■ **Task to carry out**: I would like the records restated word for word, without the pictures.

**** Entries supplied ****

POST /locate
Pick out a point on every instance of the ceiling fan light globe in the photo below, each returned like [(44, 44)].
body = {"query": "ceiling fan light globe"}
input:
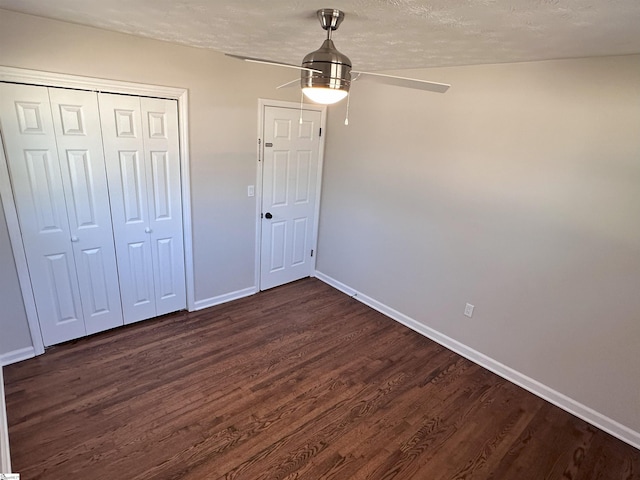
[(324, 95)]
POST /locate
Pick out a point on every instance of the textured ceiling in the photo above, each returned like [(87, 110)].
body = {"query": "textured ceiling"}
[(376, 34)]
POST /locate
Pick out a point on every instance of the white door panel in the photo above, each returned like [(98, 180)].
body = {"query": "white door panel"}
[(36, 178), (143, 167), (288, 194), (160, 127), (79, 139), (126, 173)]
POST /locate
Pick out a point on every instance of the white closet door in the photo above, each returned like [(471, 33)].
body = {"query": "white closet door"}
[(77, 126), (143, 168), (160, 133), (38, 191), (126, 172)]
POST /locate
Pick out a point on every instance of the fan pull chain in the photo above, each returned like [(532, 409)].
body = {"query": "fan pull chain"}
[(346, 118), (301, 102)]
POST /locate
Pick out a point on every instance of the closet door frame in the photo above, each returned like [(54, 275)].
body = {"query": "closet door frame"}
[(50, 79)]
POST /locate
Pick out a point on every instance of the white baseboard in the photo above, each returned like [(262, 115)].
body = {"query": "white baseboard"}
[(17, 356), (227, 297), (560, 400), (5, 458)]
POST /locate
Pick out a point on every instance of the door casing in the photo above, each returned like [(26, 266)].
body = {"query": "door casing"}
[(262, 104), (50, 79)]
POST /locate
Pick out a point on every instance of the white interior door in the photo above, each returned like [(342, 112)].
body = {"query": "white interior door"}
[(289, 178), (143, 168), (160, 134), (124, 153), (38, 190), (79, 138)]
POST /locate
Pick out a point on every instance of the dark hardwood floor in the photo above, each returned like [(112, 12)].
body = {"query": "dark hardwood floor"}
[(299, 382)]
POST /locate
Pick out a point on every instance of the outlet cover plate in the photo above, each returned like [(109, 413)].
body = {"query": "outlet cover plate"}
[(468, 310)]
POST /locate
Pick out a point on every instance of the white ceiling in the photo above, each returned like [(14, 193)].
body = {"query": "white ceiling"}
[(376, 34)]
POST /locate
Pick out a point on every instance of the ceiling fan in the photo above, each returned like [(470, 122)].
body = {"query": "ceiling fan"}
[(326, 74)]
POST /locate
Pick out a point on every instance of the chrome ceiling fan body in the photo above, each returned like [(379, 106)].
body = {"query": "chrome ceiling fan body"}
[(325, 74)]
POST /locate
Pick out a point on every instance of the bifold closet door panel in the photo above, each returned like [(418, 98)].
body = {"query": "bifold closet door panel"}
[(160, 131), (123, 142), (76, 122), (36, 179)]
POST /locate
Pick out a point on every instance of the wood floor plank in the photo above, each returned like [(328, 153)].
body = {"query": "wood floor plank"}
[(299, 382)]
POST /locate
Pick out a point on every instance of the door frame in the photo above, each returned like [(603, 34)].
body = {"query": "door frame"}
[(262, 104), (99, 85)]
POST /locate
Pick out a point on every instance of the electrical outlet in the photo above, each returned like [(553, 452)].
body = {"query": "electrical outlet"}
[(468, 310)]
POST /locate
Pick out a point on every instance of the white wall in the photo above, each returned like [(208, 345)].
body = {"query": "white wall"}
[(14, 331), (517, 191), (223, 124)]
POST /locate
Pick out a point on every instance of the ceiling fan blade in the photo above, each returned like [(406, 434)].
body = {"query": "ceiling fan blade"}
[(292, 83), (402, 81), (269, 62)]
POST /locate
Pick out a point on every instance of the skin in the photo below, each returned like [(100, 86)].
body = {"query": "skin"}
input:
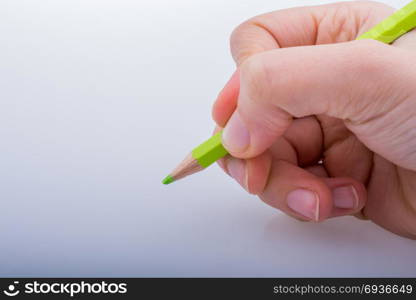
[(310, 111)]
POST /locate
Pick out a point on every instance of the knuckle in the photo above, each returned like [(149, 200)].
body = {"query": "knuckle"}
[(370, 58)]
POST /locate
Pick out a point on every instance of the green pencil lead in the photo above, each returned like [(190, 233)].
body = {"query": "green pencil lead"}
[(168, 179)]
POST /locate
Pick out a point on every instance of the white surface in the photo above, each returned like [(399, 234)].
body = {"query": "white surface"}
[(99, 100)]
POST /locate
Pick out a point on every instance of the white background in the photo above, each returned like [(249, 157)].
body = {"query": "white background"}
[(99, 100)]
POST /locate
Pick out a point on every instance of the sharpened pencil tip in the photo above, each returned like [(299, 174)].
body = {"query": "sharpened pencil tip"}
[(168, 179)]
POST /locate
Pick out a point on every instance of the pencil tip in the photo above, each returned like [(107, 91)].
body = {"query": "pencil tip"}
[(168, 179)]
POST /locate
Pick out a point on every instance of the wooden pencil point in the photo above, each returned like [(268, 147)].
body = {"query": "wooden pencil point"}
[(168, 179)]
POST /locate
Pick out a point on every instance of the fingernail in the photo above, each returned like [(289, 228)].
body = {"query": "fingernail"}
[(304, 202), (235, 136), (345, 197), (237, 170)]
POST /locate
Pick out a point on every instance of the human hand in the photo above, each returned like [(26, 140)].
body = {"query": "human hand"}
[(320, 125)]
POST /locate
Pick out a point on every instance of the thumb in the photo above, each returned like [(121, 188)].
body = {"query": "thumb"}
[(360, 82)]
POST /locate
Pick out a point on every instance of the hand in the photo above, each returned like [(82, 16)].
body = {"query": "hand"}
[(320, 125)]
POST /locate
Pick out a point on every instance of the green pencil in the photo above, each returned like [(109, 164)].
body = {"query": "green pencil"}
[(387, 31)]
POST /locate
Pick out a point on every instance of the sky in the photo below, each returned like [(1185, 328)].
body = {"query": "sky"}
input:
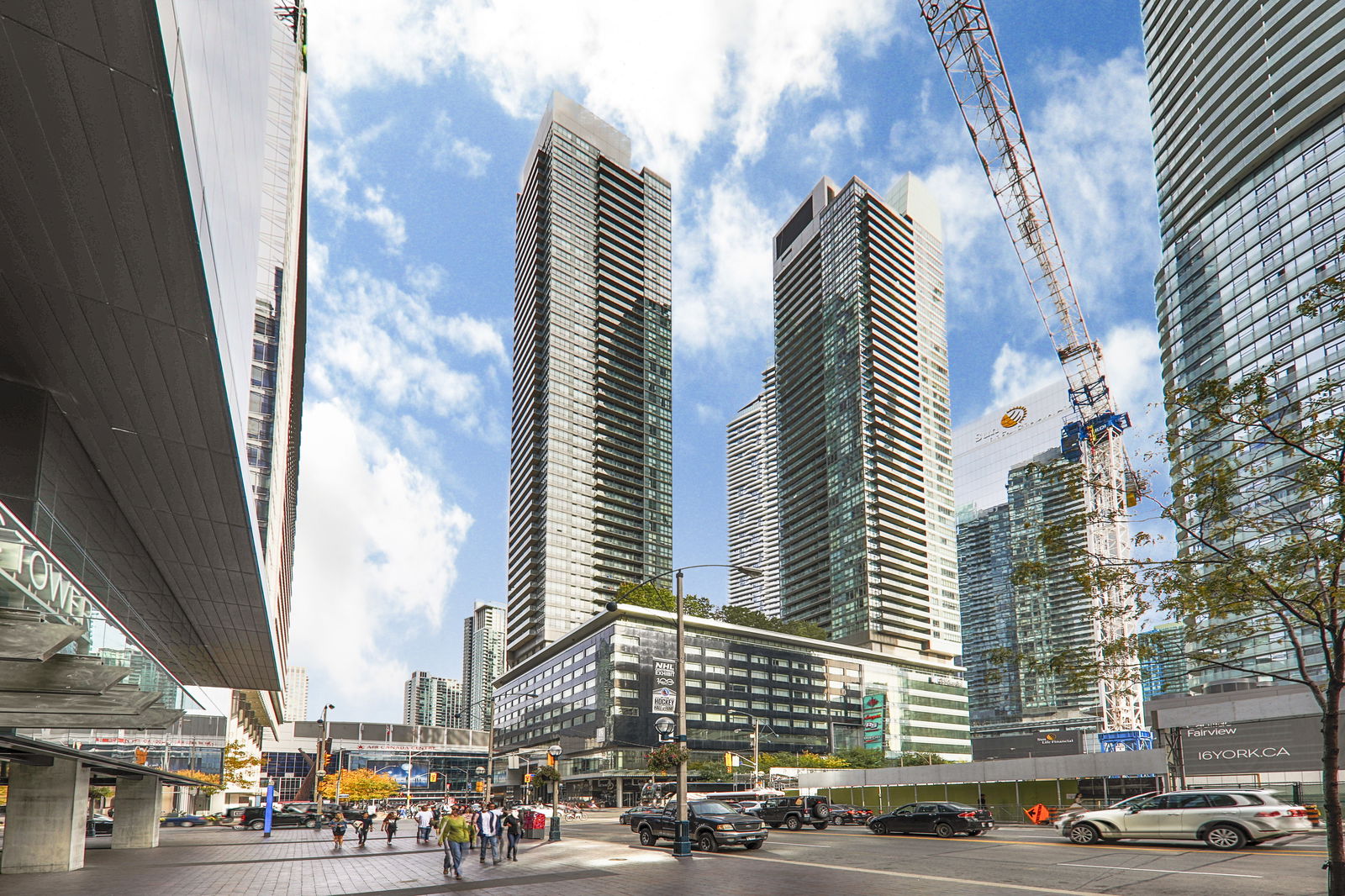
[(420, 119)]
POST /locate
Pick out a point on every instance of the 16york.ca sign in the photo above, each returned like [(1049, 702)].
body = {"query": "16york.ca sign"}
[(1273, 744)]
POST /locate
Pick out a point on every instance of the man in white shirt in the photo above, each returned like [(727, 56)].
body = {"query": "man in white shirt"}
[(424, 821), (488, 826)]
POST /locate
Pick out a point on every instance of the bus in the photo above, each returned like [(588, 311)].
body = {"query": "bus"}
[(659, 793)]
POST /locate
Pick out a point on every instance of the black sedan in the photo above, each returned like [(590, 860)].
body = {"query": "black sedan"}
[(943, 820)]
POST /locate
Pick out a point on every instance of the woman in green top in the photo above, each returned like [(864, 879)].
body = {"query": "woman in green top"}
[(454, 833)]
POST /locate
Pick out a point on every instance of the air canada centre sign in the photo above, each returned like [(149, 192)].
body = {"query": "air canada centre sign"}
[(1271, 744)]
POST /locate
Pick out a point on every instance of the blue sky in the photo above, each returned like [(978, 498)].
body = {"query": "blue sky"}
[(420, 118)]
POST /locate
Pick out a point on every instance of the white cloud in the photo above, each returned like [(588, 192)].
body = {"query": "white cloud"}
[(448, 151), (703, 66), (376, 557), (385, 343), (1015, 374), (723, 268)]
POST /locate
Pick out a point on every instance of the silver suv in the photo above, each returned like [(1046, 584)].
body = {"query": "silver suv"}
[(1223, 818)]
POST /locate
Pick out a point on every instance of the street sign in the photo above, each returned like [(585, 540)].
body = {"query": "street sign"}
[(665, 673), (665, 700)]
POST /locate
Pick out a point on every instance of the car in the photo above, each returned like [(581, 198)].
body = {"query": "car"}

****

■ **Output for this task**:
POST /locate
Pick out a point on every instance of the ceiling fan light globe in the photo below, each returned like [(44, 44)].
body = {"query": "ceiling fan light globe"}
input:
[(324, 95)]
POST /locate
Pick out a point on every instance of the textured ceiling in the photo above, each returned like [(87, 110)].
body = {"query": "textured ceiling"}
[(376, 34)]
POST /locate
Pick out a point on every instance of the white door panel in the photo above, each returned like [(98, 180)].
body = {"query": "white door panel"}
[(36, 178), (143, 167), (288, 194), (160, 127), (79, 139), (126, 173)]
POST /locate
Pick out a point on every instance of the white closet door in the photo above, each returned like [(471, 33)].
body = {"query": "white closet door"}
[(77, 126), (143, 168), (160, 133), (38, 191), (126, 172)]
POST /locate
Pick out a point on every instance of the fan pull chain in the photo above, each returned like [(532, 409)].
body = {"query": "fan pull chain"}
[(346, 118), (301, 102)]
POST /locate
Pick out a point on every instance of the closet door frame in the photo above, each returned like [(54, 275)].
body = {"query": "closet door frame"}
[(50, 79)]
POST /locate
Pick out a point on every instance of the white baseboard in the photo above, each returned like [(262, 115)].
body = {"query": "white baseboard"}
[(17, 356), (227, 297), (560, 400), (5, 458)]
POST /locate
Pick out a point on every instance of the door casing in the photo above, each returned like [(26, 266)].
body = {"query": "door casing"}
[(262, 104), (50, 79)]
POST /locate
Pick out a point on every instance of the white interior door in the photo above, each returned like [(342, 112)].
body = {"query": "white interior door"}
[(289, 178), (143, 168), (160, 134), (124, 153), (38, 190), (79, 138)]
POST /locate
Pick out a point on every instance of the dark hardwood floor in the photo above, each returned like [(112, 12)].
body = {"query": "dark hardwood floor"}
[(299, 382)]
POST /locate
Pick out a point on every instance of the outlet cover plate in the photo above, each returned like [(109, 413)].
body = {"query": "outlet cover plate"}
[(468, 310)]
POST /locate
Pick out a point on every instance of the white ceiling in the photo above, each returned like [(14, 193)].
body = {"query": "white ceiling"}
[(376, 34)]
POST /locate
Pick out a point on every instance of the ceiling fan in the photo above, each returned like [(470, 122)].
body = {"query": "ceiling fan"}
[(326, 74)]
POST /locate
Pick out a point on every instance of the chrome ceiling fan body in the photo above, each returned like [(379, 106)].
body = {"query": "chrome ceiling fan body"}
[(325, 74)]
POST /locate
Pick out a point on every instance of the bifold closet door panel in the photo above, each returned like [(418, 98)].
body = {"query": "bifold closet door panel"}
[(160, 131), (123, 142), (76, 122), (36, 179)]
POST /locate
Pick out a point on every instance of the wood floor plank in the photo above, each returned like [(328, 153)].
body = {"query": "wood floor plank"}
[(299, 382)]
POST /locate
Pick out a point on every instance of the door frame in the photo above, each returned like [(603, 34)].
body = {"query": "door frame"}
[(262, 104), (99, 85)]
POST /locate
Pick out a point on every instance of the electrical outlet in the photo above, each returned like [(553, 452)].
body = {"query": "electrical outlet"}
[(468, 310)]
POST /locate
Pick out a point on every instance of the white wall in the photo above, each returned like [(208, 345)].
body = {"query": "white wall"}
[(14, 331), (517, 191), (223, 124)]
POST /locate
Pick out a point on every instance of the ceiling fan blade in the photo above, each returned like [(406, 434)].
body = {"query": "ceiling fan blade"}
[(292, 83), (402, 81), (269, 62)]
POST /locate
Pick out a point on every instance of the skin in the photo below, each returned like [(100, 86)].
body = {"query": "skin"}
input:
[(310, 111)]
POST /locate
Pick out a point on every instance of the knuckle in the photo above, each returned like [(149, 200)].
body = {"query": "knuckle"}
[(370, 58)]
POST /locate
Pick out a point on every instance of the green pencil lead in the photo above, each returned like [(190, 233)].
body = {"query": "green pencil lead"}
[(168, 179)]
POST /locate
Pick out a point on every instance of the white surface in the photo above, each returned like [(399, 234)].
body = {"query": "white surface"}
[(99, 100)]
POST /locate
Pick out a point on every instance of the white background in the photo above, each returned like [(249, 157)].
body = {"query": "white background"}
[(99, 100)]
POST /locate
Pick out a point on every instance of the sharpened pencil tip in the photo above, each returned like [(299, 174)].
body = {"query": "sharpened pencil tip"}
[(168, 179)]
POST /locate
Pick out a point on every instance of the pencil tip in the photo above, each returned like [(107, 91)].
body = {"query": "pencil tip"}
[(168, 179)]
POST /locate
Pick out a point on every instance of the wooden pencil point in the photo above, each returned like [(268, 147)].
body = {"query": "wooden pencil point"}
[(168, 179)]
POST /locate
Pick out a point on every instance of the fingernail in the photo above, each returned like [(289, 228)].
body = {"query": "fingernail"}
[(304, 202), (235, 136), (345, 197), (237, 170)]
POST /locate
Pick out a point on every instance of the human hand in the photo above, each returned like [(26, 140)].
body = {"query": "human hand"}
[(320, 125)]
POST /locate
Pick out a point on every instance of the thumb in the photo above, each returned like [(121, 188)].
body = {"query": "thumb"}
[(360, 82)]
POST /locate
Pick out a point on every instance of the hand in the photo above, each returned like [(82, 16)].
body = {"query": "hand"}
[(320, 125)]
POST /locate
Pick out a point on every instance of the green pencil in the photo above, each returned like [(109, 164)].
body = {"query": "green pencil"}
[(387, 31)]
POST /locate
Pick out a point on every instance of the sky in the photo below, each returned like [(1185, 328)].
body = {"query": "sky"}
input:
[(420, 119)]
POST /locate
Pick out a point on every instance of the 16york.ca sign in the photo above, each returned like [(1049, 702)].
body = {"query": "16york.ca sign"}
[(1273, 744)]
POST /locate
Pick out a point on every instance of the man in white shirt in the photo above, each returned like [(727, 56)].
body = {"query": "man in white shirt"}
[(424, 821), (488, 826)]
POST /locate
Pick out a point on every instance of the bus in the photo above, each returned like [(588, 311)].
body = {"query": "bus"}
[(659, 793)]
POST /locate
Pick out a point on every instance of the black sedan in the photo above, each returned like [(590, 860)].
body = {"query": "black sedan"}
[(943, 820)]
POST /locate
Pick out a point on every instance of the woman in green top in the photo above, each returned like [(864, 879)].
body = {"query": "woman in green top"}
[(454, 833)]
POST /locate
Pick out a point on every instance of the air canada centre sign in the photo above, each returned like [(149, 192)].
body = {"query": "air canada centre sign"}
[(1271, 744)]
POST /locate
Pick out a point on every instance of the blue sky in the photo above, each returned like [(978, 498)].
body = {"query": "blue sky"}
[(420, 118)]
POST /locate
Pick out a point on every instance of the white cloud in the photo above, each returned like [(588, 192)].
body = {"query": "white cloud"}
[(448, 151), (703, 66), (376, 557), (385, 343), (1015, 374), (723, 268)]
POST /locate
Pick out a point on every instance of the silver suv in the photo above, each returned like [(1046, 584)].
body = {"query": "silver suv"}
[(1223, 818)]
POST /locate
Pick out a point on every instance of the street sign in the photo above, each returned like [(585, 540)].
body = {"query": "street sign"}
[(665, 673), (665, 700)]
POST /locate
Pick out a point on every instance of the car in the photo above, each returned like [(581, 198)].
body = {"query": "car"}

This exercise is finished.